Consigne: Dans l'extrait sur la mort de Tomas Borge, reproduisez le passage qui commence par "Le commandant Tomas" et se termine par "de trois jours.", en substituant "deuil officiel" à "deuil national".

Le commandant Tomas Borge,
cofondateur du mouvement de guérilla Front sandiniste de libération nationale
(FSLN), aujourd'hui de nouveau au pouvoir au Nicaragua, est mort hier à 81 ans,
et le gouvernement a décrété un deuil national de trois jours.
"Le
commandant Tomas Borge est arrivé au terme de sa vie terrestre, sa fertile vie
révolutionnaire", a annoncé "avec une profonde douleur" l'épouse
du président nicaraguayen Daniel Ortega, Rosario Murillo, qui est porte-parole
du gouvernement, à la Radio Ya (officielle). Une veillée funèbre devait être
organisée aujourd'hui au Palais national, bâtiment historique qui donne sur la
place de la Révolution, à Managua.

Données extraites:
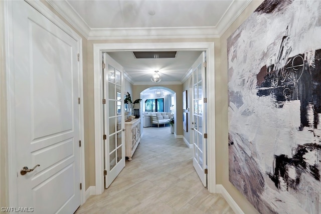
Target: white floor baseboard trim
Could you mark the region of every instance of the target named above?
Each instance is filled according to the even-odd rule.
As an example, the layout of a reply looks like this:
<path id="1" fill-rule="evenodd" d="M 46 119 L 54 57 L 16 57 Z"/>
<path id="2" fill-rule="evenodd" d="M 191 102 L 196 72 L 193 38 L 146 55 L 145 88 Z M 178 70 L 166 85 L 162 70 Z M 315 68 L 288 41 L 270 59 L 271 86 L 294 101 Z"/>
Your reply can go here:
<path id="1" fill-rule="evenodd" d="M 185 142 L 187 146 L 189 147 L 189 148 L 190 148 L 190 149 L 193 148 L 193 145 L 190 144 L 189 142 L 188 141 L 186 138 L 185 138 L 184 136 L 183 137 L 183 139 L 184 140 L 184 142 Z"/>
<path id="2" fill-rule="evenodd" d="M 89 197 L 90 195 L 96 194 L 96 186 L 90 186 L 86 190 L 86 200 Z"/>
<path id="3" fill-rule="evenodd" d="M 231 208 L 237 214 L 244 214 L 244 212 L 242 210 L 241 208 L 237 205 L 237 203 L 234 201 L 231 195 L 225 189 L 224 187 L 222 184 L 216 185 L 216 192 L 220 193 L 225 198 L 226 201 L 231 206 Z"/>

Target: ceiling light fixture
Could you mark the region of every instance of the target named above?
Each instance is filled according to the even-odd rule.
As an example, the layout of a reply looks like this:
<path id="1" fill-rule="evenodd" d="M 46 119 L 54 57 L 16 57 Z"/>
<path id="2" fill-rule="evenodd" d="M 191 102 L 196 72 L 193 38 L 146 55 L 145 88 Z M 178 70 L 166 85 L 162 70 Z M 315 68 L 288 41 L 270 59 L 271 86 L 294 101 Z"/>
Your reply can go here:
<path id="1" fill-rule="evenodd" d="M 158 71 L 155 71 L 154 72 L 155 73 L 151 75 L 150 80 L 154 83 L 159 83 L 162 80 L 162 76 L 160 76 L 160 74 L 158 73 Z"/>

Réponse:
Le commandant Tomas Borge,
cofondateur du mouvement de guérilla Front sandiniste de libération nationale
(FSLN), aujourd'hui de nouveau au pouvoir au Nicaragua, est mort hier à 81 ans,
et le gouvernement a décrété un deuil officiel de trois jours.